(Materials provided)
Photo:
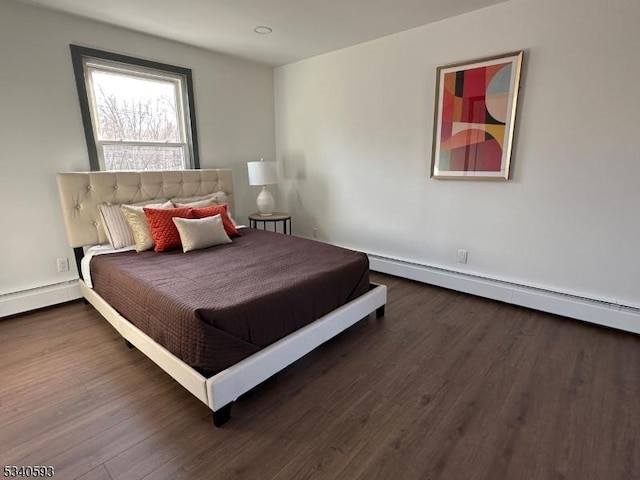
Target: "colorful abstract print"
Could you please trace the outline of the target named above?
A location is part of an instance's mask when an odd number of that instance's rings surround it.
[[[500,172],[513,64],[444,75],[438,169]]]

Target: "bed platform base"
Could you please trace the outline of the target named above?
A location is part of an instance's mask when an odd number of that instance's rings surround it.
[[[124,337],[171,375],[196,398],[213,410],[213,423],[222,426],[231,417],[231,405],[269,377],[278,373],[318,346],[376,312],[384,315],[387,287],[370,284],[369,291],[313,323],[293,332],[222,372],[205,377],[121,316],[94,290],[80,280],[85,299]]]

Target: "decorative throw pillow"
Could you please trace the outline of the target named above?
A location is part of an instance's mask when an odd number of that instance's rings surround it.
[[[156,205],[149,204],[148,208],[172,208],[173,204],[169,201]],[[144,252],[153,248],[153,237],[149,230],[149,222],[144,214],[144,207],[137,205],[120,205],[120,211],[129,224],[131,233],[135,240],[136,252]]]
[[[174,197],[171,201],[176,207],[183,207],[185,203],[199,202],[201,200],[216,200],[218,203],[224,203],[219,201],[222,196],[226,199],[227,195],[224,192],[215,192],[207,195],[194,195],[192,197]]]
[[[120,205],[98,205],[98,210],[104,233],[107,234],[107,240],[113,248],[135,245],[136,240],[133,238],[133,232],[131,232],[127,220],[120,211]]]
[[[222,225],[224,225],[224,230],[227,232],[227,235],[230,237],[237,237],[240,235],[235,225],[229,218],[227,214],[227,205],[214,205],[211,207],[202,207],[202,208],[194,208],[192,209],[193,218],[205,218],[205,217],[213,217],[214,215],[220,215],[222,217]]]
[[[229,208],[227,194],[222,191],[210,193],[209,195],[202,195],[199,197],[172,198],[171,201],[176,207],[191,208],[210,207],[212,205],[224,205],[226,203],[227,215],[229,216],[231,223],[233,223],[234,226],[236,225],[236,221],[233,219],[233,212],[231,211],[231,208]]]
[[[166,202],[166,199],[155,199],[133,203],[131,205],[153,205],[155,208],[160,207]],[[104,227],[104,232],[107,235],[107,240],[109,240],[109,243],[113,248],[123,248],[135,245],[136,241],[133,237],[133,232],[129,227],[127,219],[120,210],[120,205],[105,203],[103,205],[98,205],[98,211],[100,212],[100,219],[102,220],[102,226]]]
[[[173,223],[180,234],[182,251],[213,247],[231,243],[231,239],[224,230],[220,214],[205,218],[173,217]]]
[[[174,217],[193,218],[191,209],[188,207],[159,209],[144,207],[144,214],[149,222],[156,252],[180,247],[180,234],[173,223]]]
[[[176,207],[201,208],[201,207],[210,207],[212,205],[218,205],[218,199],[217,198],[205,198],[204,200],[195,200],[193,202],[187,202],[187,203],[174,202],[172,200],[172,203]]]
[[[214,195],[216,195],[216,200],[218,201],[218,205],[227,206],[227,215],[229,216],[229,220],[231,220],[231,223],[233,223],[234,227],[237,226],[236,221],[233,218],[233,212],[231,211],[231,207],[229,206],[229,200],[227,199],[227,194],[224,192],[216,192],[214,193]]]

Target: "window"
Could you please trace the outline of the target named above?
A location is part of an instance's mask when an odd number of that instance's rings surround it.
[[[191,70],[71,45],[91,170],[199,168]]]

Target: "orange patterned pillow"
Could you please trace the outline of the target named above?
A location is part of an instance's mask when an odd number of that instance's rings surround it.
[[[144,214],[149,222],[149,230],[151,230],[156,252],[180,248],[180,234],[173,223],[173,218],[193,218],[190,208],[145,208]]]
[[[229,235],[230,237],[240,236],[240,233],[227,214],[226,203],[224,205],[212,205],[210,207],[192,208],[191,211],[193,212],[192,218],[205,218],[213,217],[214,215],[220,215],[222,217],[222,225],[224,226],[224,231],[227,232],[227,235]]]

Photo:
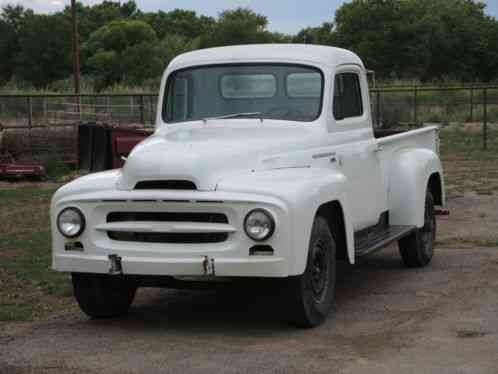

(Brief) The reply must match the records exactly, apart from the pictures, which are left out.

(Solution to this exercise)
Photo:
Target: "colorful abstract print"
Could you please trace the outline of the target named above?
A location is part of an instance's mask when an odd number of that instance's rings surround it.
[[[500,172],[513,64],[444,75],[438,169]]]

Target: "bed platform base"
Could you please trace the outline of the target named above?
A location is part of an instance's mask when an odd number of that instance's rings surround it.
[[[124,337],[171,375],[196,398],[213,410],[213,423],[222,426],[231,417],[231,405],[269,377],[278,373],[318,346],[376,312],[384,315],[387,287],[370,284],[369,291],[313,323],[293,332],[222,372],[205,377],[121,316],[94,290],[80,280],[85,299]]]

Target: "decorative throw pillow"
Could you please trace the outline of the target named above?
A location is part of an instance's mask when an odd number of that instance's rings surround it.
[[[156,205],[149,204],[148,208],[172,208],[173,204],[169,201]],[[144,252],[153,248],[153,237],[149,230],[149,222],[144,214],[144,207],[137,205],[120,205],[120,211],[129,224],[131,233],[135,240],[136,252]]]
[[[174,197],[171,201],[176,207],[183,207],[185,203],[199,202],[201,200],[216,200],[218,203],[224,203],[219,201],[222,196],[226,199],[227,195],[224,192],[215,192],[207,195],[194,195],[192,197]]]
[[[120,205],[98,205],[98,210],[104,233],[107,234],[107,240],[113,248],[135,245],[136,240],[133,238],[133,232],[131,232],[127,220],[120,211]]]
[[[222,225],[224,225],[224,230],[227,232],[227,235],[230,237],[237,237],[240,235],[235,225],[229,218],[227,214],[227,205],[214,205],[211,207],[202,207],[202,208],[194,208],[192,209],[193,218],[205,218],[205,217],[213,217],[214,215],[220,215],[222,217]]]
[[[229,208],[227,194],[222,191],[210,193],[209,195],[202,195],[199,197],[172,198],[171,201],[176,207],[191,208],[210,207],[212,205],[224,205],[226,203],[227,215],[229,216],[231,223],[233,223],[234,226],[236,225],[236,221],[233,219],[233,212],[231,211],[231,208]]]
[[[166,202],[166,199],[155,199],[133,203],[131,205],[153,205],[155,208],[160,207]],[[104,227],[104,232],[107,235],[107,240],[109,240],[109,243],[113,248],[123,248],[135,245],[136,241],[133,237],[133,232],[129,227],[127,219],[120,210],[120,205],[105,203],[103,205],[98,205],[98,211],[100,212],[100,219],[102,220],[102,226]]]
[[[173,223],[180,234],[182,251],[213,247],[231,243],[231,239],[224,230],[220,214],[205,218],[173,217]]]
[[[174,217],[193,218],[191,209],[188,207],[159,209],[144,207],[144,214],[149,222],[156,252],[180,247],[180,234],[173,223]]]
[[[176,207],[201,208],[201,207],[210,207],[212,205],[218,205],[218,199],[217,198],[205,198],[204,200],[195,200],[193,202],[187,202],[187,203],[174,202],[172,200],[172,203]]]
[[[214,195],[216,195],[216,200],[218,201],[218,205],[227,206],[227,215],[229,216],[229,220],[231,220],[231,223],[233,223],[234,227],[237,226],[236,221],[233,218],[233,212],[231,211],[231,207],[229,206],[229,200],[227,199],[227,194],[224,192],[216,192],[214,193]]]

Target: "window"
Could you please trace the outline of the target named above?
A location is part of an instance's mask when an odd number of that instance's rings surround it.
[[[191,70],[71,45],[91,170],[199,168]]]

Target: "orange patterned pillow"
Could you please trace the outline of the target named above?
A location is part of an instance's mask when an odd number of that instance's rings surround it.
[[[144,214],[149,222],[149,230],[151,230],[156,252],[180,248],[180,234],[173,223],[173,218],[193,218],[190,208],[145,208]]]
[[[229,235],[230,237],[240,236],[240,233],[227,214],[226,203],[224,205],[212,205],[210,207],[192,208],[191,211],[193,212],[192,218],[205,218],[213,217],[214,215],[220,215],[222,217],[222,225],[224,226],[224,231],[227,232],[227,235]]]

Photo:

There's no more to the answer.